[BEGIN]

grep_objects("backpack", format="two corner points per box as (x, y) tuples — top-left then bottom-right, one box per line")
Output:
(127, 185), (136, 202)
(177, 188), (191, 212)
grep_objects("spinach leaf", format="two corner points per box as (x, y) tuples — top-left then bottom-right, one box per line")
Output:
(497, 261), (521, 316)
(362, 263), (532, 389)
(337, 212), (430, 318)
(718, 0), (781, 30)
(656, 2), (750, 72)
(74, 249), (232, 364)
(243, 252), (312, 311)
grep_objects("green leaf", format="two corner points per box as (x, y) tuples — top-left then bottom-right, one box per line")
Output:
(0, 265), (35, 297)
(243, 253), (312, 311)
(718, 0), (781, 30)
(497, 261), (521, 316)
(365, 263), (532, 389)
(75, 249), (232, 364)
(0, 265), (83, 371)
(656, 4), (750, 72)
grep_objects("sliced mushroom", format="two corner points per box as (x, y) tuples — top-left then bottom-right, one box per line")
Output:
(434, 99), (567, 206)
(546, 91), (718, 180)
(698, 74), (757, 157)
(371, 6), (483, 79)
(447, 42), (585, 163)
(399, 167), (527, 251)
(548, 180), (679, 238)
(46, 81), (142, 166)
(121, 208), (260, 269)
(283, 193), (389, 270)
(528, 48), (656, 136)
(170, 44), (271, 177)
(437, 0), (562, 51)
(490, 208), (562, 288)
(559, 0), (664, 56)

[END]

▸ Written instruction: Starting at the first line of the entries above and ending at the line that contains "(656, 4), (750, 72)", rewrite those lines as a numbered list, one line per item, and leave out any blank lines.

▸ Problem solution:
1. grep_objects("backpack", format="two corner points per box as (x, y) tuples — top-left then bottom-right, one box per line")
2. Output:
3. (127, 185), (136, 202)
4. (177, 188), (191, 212)
5. grep_objects("spinach leaf", format="two corner points per box as (x, y) tuples — top-left then bottom-right, one box per line")
6. Output:
7. (497, 261), (521, 316)
8. (362, 263), (532, 389)
9. (337, 212), (430, 318)
10. (718, 0), (781, 30)
11. (656, 2), (750, 72)
12. (74, 249), (232, 364)
13. (243, 252), (312, 311)
14. grep_objects("green leaf", format="two corner points per box as (x, y) tuples — top-left then bottom-right, one box per line")
15. Output:
16. (0, 265), (35, 297)
17. (243, 253), (312, 311)
18. (718, 0), (781, 30)
19. (497, 261), (521, 316)
20. (365, 263), (532, 389)
21. (75, 249), (232, 364)
22. (0, 265), (83, 371)
23. (656, 4), (750, 72)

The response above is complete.